[Start of Attachment]
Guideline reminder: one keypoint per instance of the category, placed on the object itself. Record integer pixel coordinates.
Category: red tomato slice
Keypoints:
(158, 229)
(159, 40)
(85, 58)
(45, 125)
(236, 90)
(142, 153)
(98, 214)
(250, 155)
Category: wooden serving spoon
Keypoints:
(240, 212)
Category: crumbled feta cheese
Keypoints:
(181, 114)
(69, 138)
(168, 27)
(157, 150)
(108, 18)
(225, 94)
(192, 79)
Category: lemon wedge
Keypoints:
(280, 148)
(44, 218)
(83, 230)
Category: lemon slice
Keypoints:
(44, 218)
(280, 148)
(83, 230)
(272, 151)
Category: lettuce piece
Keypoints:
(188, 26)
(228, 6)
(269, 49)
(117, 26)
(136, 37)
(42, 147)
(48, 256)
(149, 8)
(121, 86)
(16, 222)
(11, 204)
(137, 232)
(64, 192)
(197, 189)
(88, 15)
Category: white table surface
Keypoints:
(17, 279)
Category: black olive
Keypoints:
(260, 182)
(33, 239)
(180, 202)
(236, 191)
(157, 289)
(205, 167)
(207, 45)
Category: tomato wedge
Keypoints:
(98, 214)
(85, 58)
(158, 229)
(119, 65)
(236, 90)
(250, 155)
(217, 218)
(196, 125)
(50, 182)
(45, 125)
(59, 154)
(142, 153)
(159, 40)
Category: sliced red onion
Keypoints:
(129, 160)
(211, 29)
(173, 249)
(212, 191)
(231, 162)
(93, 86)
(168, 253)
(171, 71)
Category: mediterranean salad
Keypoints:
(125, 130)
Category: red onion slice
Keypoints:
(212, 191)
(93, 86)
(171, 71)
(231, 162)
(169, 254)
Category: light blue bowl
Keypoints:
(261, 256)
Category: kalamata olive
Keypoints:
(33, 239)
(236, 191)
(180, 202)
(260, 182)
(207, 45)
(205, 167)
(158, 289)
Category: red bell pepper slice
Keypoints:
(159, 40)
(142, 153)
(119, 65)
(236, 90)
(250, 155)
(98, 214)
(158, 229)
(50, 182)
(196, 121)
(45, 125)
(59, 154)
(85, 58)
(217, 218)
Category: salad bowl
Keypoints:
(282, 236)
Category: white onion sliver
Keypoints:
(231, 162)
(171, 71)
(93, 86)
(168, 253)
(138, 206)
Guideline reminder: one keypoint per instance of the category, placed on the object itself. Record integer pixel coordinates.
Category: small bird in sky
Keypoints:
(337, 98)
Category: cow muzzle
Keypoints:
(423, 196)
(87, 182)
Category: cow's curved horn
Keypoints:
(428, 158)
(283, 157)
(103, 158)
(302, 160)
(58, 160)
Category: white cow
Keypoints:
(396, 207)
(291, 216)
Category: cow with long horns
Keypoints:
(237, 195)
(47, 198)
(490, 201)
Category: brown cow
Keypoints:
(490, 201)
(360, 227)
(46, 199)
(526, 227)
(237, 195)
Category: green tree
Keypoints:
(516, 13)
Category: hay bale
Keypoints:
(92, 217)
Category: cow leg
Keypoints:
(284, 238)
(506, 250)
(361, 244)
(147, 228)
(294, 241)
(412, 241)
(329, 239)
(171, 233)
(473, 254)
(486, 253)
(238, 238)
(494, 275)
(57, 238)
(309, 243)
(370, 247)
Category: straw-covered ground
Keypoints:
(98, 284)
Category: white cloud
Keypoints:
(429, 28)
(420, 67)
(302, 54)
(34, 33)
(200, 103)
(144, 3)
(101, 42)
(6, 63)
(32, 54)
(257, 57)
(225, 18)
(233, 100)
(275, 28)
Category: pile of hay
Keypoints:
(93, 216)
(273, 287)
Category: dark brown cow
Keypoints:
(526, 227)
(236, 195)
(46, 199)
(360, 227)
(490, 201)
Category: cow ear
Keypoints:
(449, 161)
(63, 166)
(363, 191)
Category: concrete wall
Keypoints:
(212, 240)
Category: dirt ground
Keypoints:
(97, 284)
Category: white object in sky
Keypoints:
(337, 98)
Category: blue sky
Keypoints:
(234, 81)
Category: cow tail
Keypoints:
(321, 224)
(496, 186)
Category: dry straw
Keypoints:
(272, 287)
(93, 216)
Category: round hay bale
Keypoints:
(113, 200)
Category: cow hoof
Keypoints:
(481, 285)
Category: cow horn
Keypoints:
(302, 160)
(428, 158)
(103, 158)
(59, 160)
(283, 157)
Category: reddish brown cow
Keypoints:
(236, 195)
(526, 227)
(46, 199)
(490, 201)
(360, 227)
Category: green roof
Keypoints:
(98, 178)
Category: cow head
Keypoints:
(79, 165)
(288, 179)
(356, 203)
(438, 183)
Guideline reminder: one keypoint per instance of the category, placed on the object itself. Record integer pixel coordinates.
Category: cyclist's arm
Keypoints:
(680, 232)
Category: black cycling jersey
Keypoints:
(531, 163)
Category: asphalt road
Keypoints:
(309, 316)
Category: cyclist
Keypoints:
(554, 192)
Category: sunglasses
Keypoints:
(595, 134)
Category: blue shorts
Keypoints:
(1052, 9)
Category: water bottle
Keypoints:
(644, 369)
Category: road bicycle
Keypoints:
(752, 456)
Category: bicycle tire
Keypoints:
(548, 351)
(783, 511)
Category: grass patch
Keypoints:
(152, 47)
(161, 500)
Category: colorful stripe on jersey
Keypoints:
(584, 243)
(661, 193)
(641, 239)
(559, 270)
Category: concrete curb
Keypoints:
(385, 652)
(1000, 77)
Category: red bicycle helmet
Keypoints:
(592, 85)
[End of Attachment]
[Start of Attachment]
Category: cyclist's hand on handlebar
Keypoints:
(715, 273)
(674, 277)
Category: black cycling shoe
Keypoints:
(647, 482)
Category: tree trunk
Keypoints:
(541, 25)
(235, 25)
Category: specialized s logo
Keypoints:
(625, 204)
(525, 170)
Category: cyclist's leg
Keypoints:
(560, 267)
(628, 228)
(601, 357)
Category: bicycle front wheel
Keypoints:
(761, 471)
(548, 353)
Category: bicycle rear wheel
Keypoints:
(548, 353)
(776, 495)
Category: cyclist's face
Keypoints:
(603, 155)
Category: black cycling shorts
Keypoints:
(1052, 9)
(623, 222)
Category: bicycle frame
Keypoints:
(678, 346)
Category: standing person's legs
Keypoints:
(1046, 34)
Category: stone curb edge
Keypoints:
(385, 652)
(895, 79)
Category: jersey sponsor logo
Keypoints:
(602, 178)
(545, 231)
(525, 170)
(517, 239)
[End of Attachment]
> [Exercise brief]: With the line holding "Category: kalamata olive" as the first and the line holding "Category: cow leg" as the last, set down that range of the entries above exactly, and nothing else.

> [Answer for this exercise]:
Category: kalamata olive
Keypoints:
(33, 239)
(236, 191)
(180, 202)
(260, 182)
(207, 45)
(205, 167)
(158, 289)
Category: red bell pepper slice
Keypoints:
(159, 40)
(142, 153)
(119, 65)
(236, 90)
(250, 155)
(98, 214)
(158, 229)
(50, 182)
(196, 121)
(45, 125)
(59, 154)
(85, 58)
(217, 218)
Category: salad bowl
Keypoints:
(282, 236)
Category: white onion sliver
Keypoints:
(231, 162)
(171, 71)
(93, 86)
(168, 253)
(138, 206)
Guideline reminder: one keypoint per instance of the category, placed on the object itself. Record integer pixel coordinates.
Category: small bird in sky
Keypoints:
(337, 98)
Category: cow muzzle
Keypoints:
(423, 196)
(87, 182)
Category: cow's curved horn
Keypoints:
(428, 158)
(283, 157)
(103, 158)
(302, 160)
(58, 160)
Category: white cow
Keypoints:
(396, 207)
(291, 216)
Category: cow with long horns
Keypoints:
(237, 195)
(47, 198)
(490, 201)
Category: brown cow
Keypoints:
(490, 201)
(360, 227)
(46, 199)
(526, 227)
(237, 195)
Category: green tree
Keypoints:
(516, 13)
Category: hay bale
Keypoints:
(92, 217)
Category: cow leg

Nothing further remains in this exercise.